--- Start of PROVIDED TEXT ---

I grew into adulthood with a hatred of the RUC and all things British. But I am getting older and I want all these things to be laid to rest in me as my mind naturally turns and looks more towards the future than the past.
When we reach our mid fifties we begin to reflect more on what lies ahead than what lies behind. Having spent a lifetime reflecting on the Troubles and remembering good friends and neighbours who died at the hands of loyalists and the security forces, I am willing to let go of these hurts and let the past be the past.
We need to have some sort of forgiveness in Northern Ireland but the unionist insistence that they were never at fault, that somehow the Catholic dead are not worthy of the name of victim, prevents me from being able to enter fully into the spirit of reconciliation necessary to bring about a real New North.
I am still offended when someone tells me, either directly or indirectly, that John Paddy Mullan was a terrorist, or that Bobby Sands, Francis Hughes or Raymond McCreesh, were not honourable men and that they deserved to die.
For many Catholics of my generation these were honourable men fighting a just war against unionist oppression.
You may or may not agree with their methods but no Catholic born in the 1950s or before is under any illusion as to what Northern Ireland was.
Very early on in the Troubles it became apparent to many people that violence was not the way forward. From as early as 1972 I was of the opinion that community politics, building from the grassroots up was the way forward.
However, even this did not stop me having a grudging respect for those lads who kept on fighting against the British.
This seemingly split thinking was the attitude of most Catholics, even those who belonged to parties that were apparently implacably opposed to violence. The IRA could not have survived and operated without the tacit support of the majority of people.
To the Catholic people, the IRA were not criminals. There was a tradition of fighting the English that stretched back many generations and when we saw English soldiers in the streets treating our people as dirt we were not going to condemn anyone who fought against them.
So I find myself 59 and wanting to forgive and take part in some sort of communal reconciliation. The forgiveness I can do on my own; I can make a decision to forgive and hold on to that come what may.

--- End of PROVIDED TEXT ---
--- Start of DATASET EXCERPT ---

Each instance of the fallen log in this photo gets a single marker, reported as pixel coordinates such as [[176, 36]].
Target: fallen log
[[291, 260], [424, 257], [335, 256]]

--- End of DATASET EXCERPT ---

__REQUIRED TASKS__:
1) Decide whether each statement agrees with the reflection on the Troubles, answering yes or no and quoting the words from it that settle the matter: (a) the writer held from 1972 that community politics was the way forward; (b) the writer says the IRA could have operated without the support of most people; (c) the writer is 59.
2) According to the reflection on the Troubles, what did the writer grow into adulthood with?
3) Extend the reflection on the Troubles, picking up after its last sentence.
The material plays no part in this work.

__EXPECTED RESPONSES__:
1)
(a) Yes: "From as early as 1972 I was of the opinion that community politics, building from the grassroots up was the way forward."
(b) No: "The IRA could not have survived and operated without the tacit support of the majority of people."
(c) Yes: "So I find myself 59"

2) A hatred of the RUC and all things British.

3)
Reconciliation is a different matter. Reconciliation entails both sides sitting down and honestly facing the wrongs that each party has committed.
When you have one party of the conflict totally unwilling to even countenance the fact that they might have anything to ask forgiveness for then we cannot even reach a starting point for reconciliation.
Richard Haas is coming here to discuss victims, parades and flags.
I have lived 59 years in a land where I have been hated by a substantial portion of the population for no other reason than my religion. Many of my friends and compatriots were killed as a result of where they went to pray and in many cases the killers were aided and abetted by people receiving good wages to uphold the law.
I have lived 59 years in a land where foreign soldiers have killed with impunity and been backed up by their government which now appears to be trying to wash their hands of the whole dirty war as if it never happened.
For reconciliation, I need that to be addressed.
For two hundred years Orange Order marches have caused trouble and strife and still we have never had a government willing or able to stand up to these people who feel it their right to trample over Catholics. A society which is organized along sectarian lines and a secret society which met behind closed doors to decide job prospects and the like is not a healthy society.
For reconciliation, I need that to be addressed.
My dead are worthy of respect. Good, decent Catholic lads fought for what they believed, and many died, truly and genuinely believing in their hearts that they were fighting for justice. A grieving Catholic mother has as much right to be heard as anyone else.
We cannot grade victims. Everyone’s list would be different, even in the same community. When we reflect on the murders of these past forty years we all have those which come to the fore in most of our heads.
The flags.......I couldn’t care less. They degrade a community and imprison the inhabitants. A flag should bring freedom, not isolate a community.
The insistence on flying Union flags only reflects unionist insecurity and fear. I would sacrifice the issue of flags for a genuine peace.
That’s my side. Is there another side to this story?
Yes, there most certainly is, but I need to hear it. I need to be told it articulately without hearing first that ‘this is my right.’
“This is my right” comes after a coherent, reasoned argument which begins with a question and ends with a conclusion.
Question: “Why should Stormont be bedecked with symbols of Unionism in a land that is now almost 50% nationalist?”
Question: “How can a person born on the island of Ireland not understand themselves to be Irish?”
For the person coming from the Unionist tradition these are almost silly questions. However, that mindset comes from years of never being challenged in their thinking.
In the same way the Unionist might ask me, “How can a person born in a British jurisdiction and who accepts the benefits of being a British subject, not see themselves as British.”
I cannot answer, “It is my right,” and leave it at that. I have to give a logical coherent reason for my response.
What do we in the nationalist tradition need to bring to these talks?
I want representatives who shall put forward the nationalist viewpoint in a mannerly, reasoned and respectful way.
But there is something else that has to be heard—the hurt and pain of the Unionist people who have felt and still feel that their British identity is relentlessly being taken from them.
I want to hear why the people I know who died fighting over these past forty odd years should be treated as any less worthy of respect than an RUC officer who were killed.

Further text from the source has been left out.